Copy the stretch of the records below, word for word, from the line containing "Identify every instance of the white" through the final line of the records.

▶ **DATA FOR THIS TASK**:
□ □ □ □
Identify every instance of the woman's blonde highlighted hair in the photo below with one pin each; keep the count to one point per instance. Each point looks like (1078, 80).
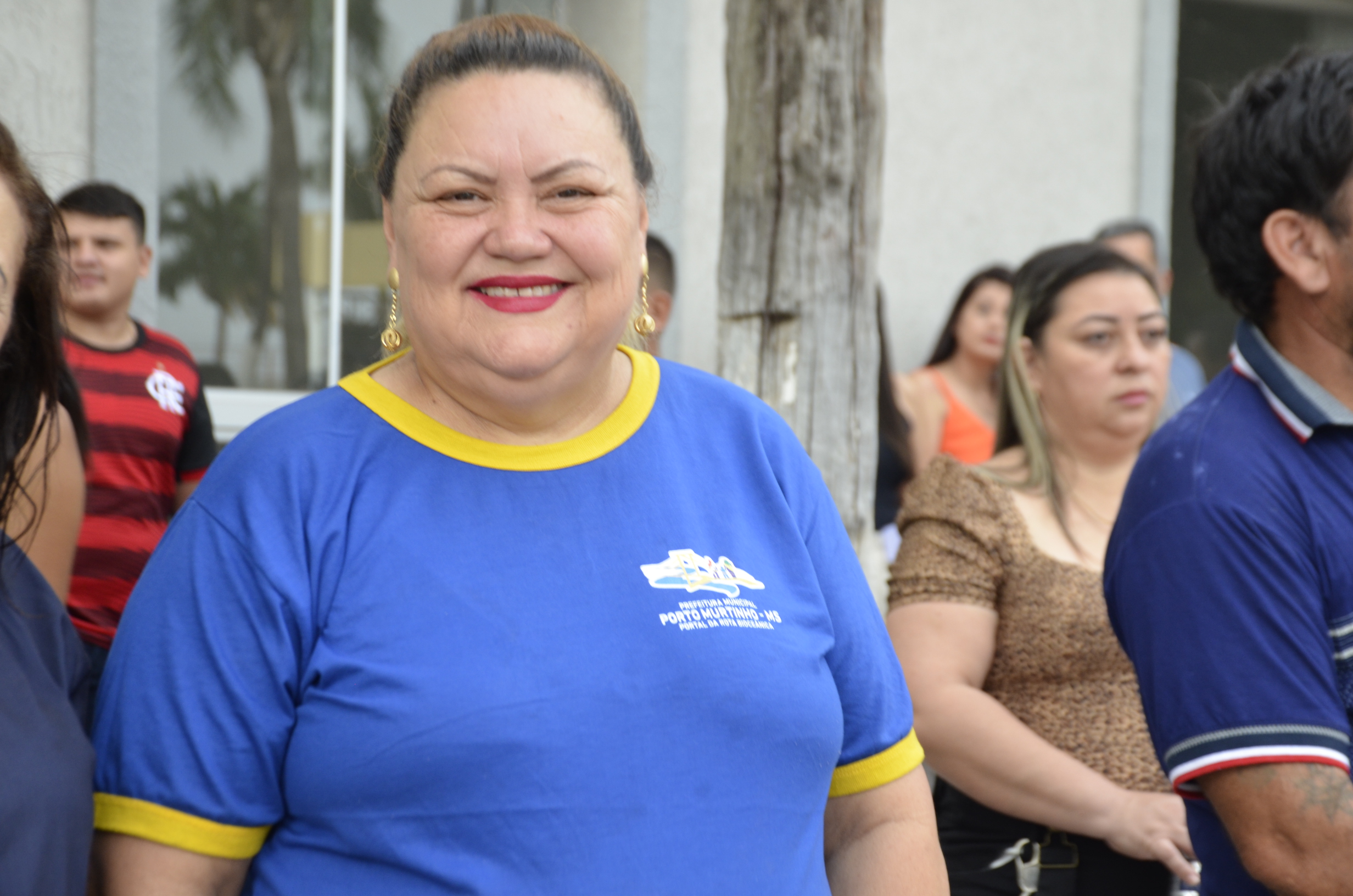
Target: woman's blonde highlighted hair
(1038, 286)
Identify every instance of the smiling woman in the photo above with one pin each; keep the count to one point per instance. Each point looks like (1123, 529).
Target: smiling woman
(421, 646)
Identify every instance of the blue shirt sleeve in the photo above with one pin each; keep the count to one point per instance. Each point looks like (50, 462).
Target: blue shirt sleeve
(879, 745)
(1222, 616)
(200, 692)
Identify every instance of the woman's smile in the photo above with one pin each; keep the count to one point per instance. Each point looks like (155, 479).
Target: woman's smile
(518, 294)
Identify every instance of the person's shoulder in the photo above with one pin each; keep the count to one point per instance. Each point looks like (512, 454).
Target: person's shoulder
(693, 391)
(953, 492)
(159, 341)
(1225, 446)
(314, 420)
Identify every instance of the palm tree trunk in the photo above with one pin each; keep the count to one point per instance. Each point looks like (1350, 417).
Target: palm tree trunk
(221, 335)
(797, 264)
(284, 221)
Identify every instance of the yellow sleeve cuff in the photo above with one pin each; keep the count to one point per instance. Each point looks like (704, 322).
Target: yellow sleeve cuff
(879, 769)
(153, 822)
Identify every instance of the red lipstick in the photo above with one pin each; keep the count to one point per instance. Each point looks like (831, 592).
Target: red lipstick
(518, 294)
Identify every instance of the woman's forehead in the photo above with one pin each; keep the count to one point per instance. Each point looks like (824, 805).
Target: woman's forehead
(1114, 293)
(529, 118)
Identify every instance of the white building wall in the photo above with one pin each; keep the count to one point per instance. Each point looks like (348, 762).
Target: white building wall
(1011, 126)
(45, 99)
(705, 106)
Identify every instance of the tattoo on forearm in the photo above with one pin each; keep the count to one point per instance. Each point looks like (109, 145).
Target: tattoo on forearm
(1320, 787)
(1325, 788)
□ □ □ □
▶ **EXPECTED ANSWER**:
Identify every instance of the white building wall in the photo above with one pin each; keep the count to one point per instance. Each point looks like (348, 762).
Target: white building wall
(1011, 126)
(45, 99)
(705, 106)
Identify every instance of the tattoo on forearm in the photo above with one pin each; keep the count to one point per instance. Each point looks like (109, 145).
Target: tattoo on forearm
(1320, 787)
(1325, 788)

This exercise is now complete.